>> Start Provided information

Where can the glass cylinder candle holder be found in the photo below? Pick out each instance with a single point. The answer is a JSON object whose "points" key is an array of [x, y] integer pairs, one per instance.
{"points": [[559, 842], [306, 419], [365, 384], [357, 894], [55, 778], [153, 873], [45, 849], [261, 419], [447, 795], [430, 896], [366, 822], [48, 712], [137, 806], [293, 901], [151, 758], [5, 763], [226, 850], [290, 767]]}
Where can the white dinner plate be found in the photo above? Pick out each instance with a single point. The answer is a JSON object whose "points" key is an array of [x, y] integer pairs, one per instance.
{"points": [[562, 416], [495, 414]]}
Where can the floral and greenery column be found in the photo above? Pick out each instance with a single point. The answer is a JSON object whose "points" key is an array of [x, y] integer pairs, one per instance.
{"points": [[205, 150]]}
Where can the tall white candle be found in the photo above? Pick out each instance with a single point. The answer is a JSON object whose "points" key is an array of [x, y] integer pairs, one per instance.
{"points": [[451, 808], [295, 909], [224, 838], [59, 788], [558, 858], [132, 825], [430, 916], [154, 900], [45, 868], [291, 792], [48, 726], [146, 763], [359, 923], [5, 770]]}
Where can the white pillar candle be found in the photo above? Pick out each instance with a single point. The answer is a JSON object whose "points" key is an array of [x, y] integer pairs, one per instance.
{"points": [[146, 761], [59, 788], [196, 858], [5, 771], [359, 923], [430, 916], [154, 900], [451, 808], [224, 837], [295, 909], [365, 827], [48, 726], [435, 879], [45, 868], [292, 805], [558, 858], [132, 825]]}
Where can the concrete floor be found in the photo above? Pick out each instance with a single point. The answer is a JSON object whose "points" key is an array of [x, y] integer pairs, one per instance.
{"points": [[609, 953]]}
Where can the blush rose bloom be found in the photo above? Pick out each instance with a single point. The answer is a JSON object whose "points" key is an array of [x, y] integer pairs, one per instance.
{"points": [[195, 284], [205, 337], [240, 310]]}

>> End Provided information

## Task prompt
Rewrite the listing above, changing every "Pick out" to "Mark" and leaving the rest as it is.

## Correct response
Where can the glass cylinder candle holder be found in the photo below? Mark each instance with a single point. The answer is a JSON object whose "points" key is an array of [x, y] integer pairs, one per instance.
{"points": [[559, 842], [306, 419], [365, 384], [357, 894], [55, 778], [153, 873], [45, 849], [261, 419], [447, 795], [430, 896], [366, 822], [48, 712], [137, 806], [293, 901], [151, 758], [5, 763], [226, 850], [290, 767]]}
Where can the white dinner plate be found in the photo above? Mark each instance with a single point. The answer is a JSON object whose "points" key is an array of [x, y] integer pairs, one per instance.
{"points": [[562, 416], [495, 414]]}
Where can the floral and greenery column be found in the photo above? Mark each instance with a single point. The answer is a JSON object whose "points" key is an array of [x, y] integer pairs, one per instance.
{"points": [[205, 150]]}
Where can the tall white candle be found in the photo above? Mark each instance with a single point. The answer is a JSON object whose "points" key is an array of [x, y] integer pairs, one per instance.
{"points": [[451, 808], [295, 909], [224, 838], [59, 788], [558, 858], [132, 825], [430, 916], [154, 900], [45, 868], [291, 792], [48, 726], [146, 763], [359, 923], [5, 770]]}
Where can the white pillar candle be found in the photo above? Mark each instance with a single point. The answer is a JSON object whose "points" key is an array of [x, y] integer pairs, one per instance.
{"points": [[146, 761], [59, 788], [196, 858], [5, 771], [359, 923], [430, 916], [154, 900], [451, 808], [224, 837], [295, 909], [365, 827], [48, 726], [435, 879], [45, 868], [292, 805], [558, 858], [132, 825]]}
Where can the concrete floor be found in the photo above? Mark each instance with a single point. The answer is a JSON object whose "points" key is an array of [x, y] integer pairs, one per instance.
{"points": [[609, 953]]}
Where can the blush rose bloom be found in the photo above? Mark each instance with a single point. The answer is a JSON object whose "points" key is an array of [x, y] integer pairs, one per instance.
{"points": [[195, 284], [205, 337], [240, 310]]}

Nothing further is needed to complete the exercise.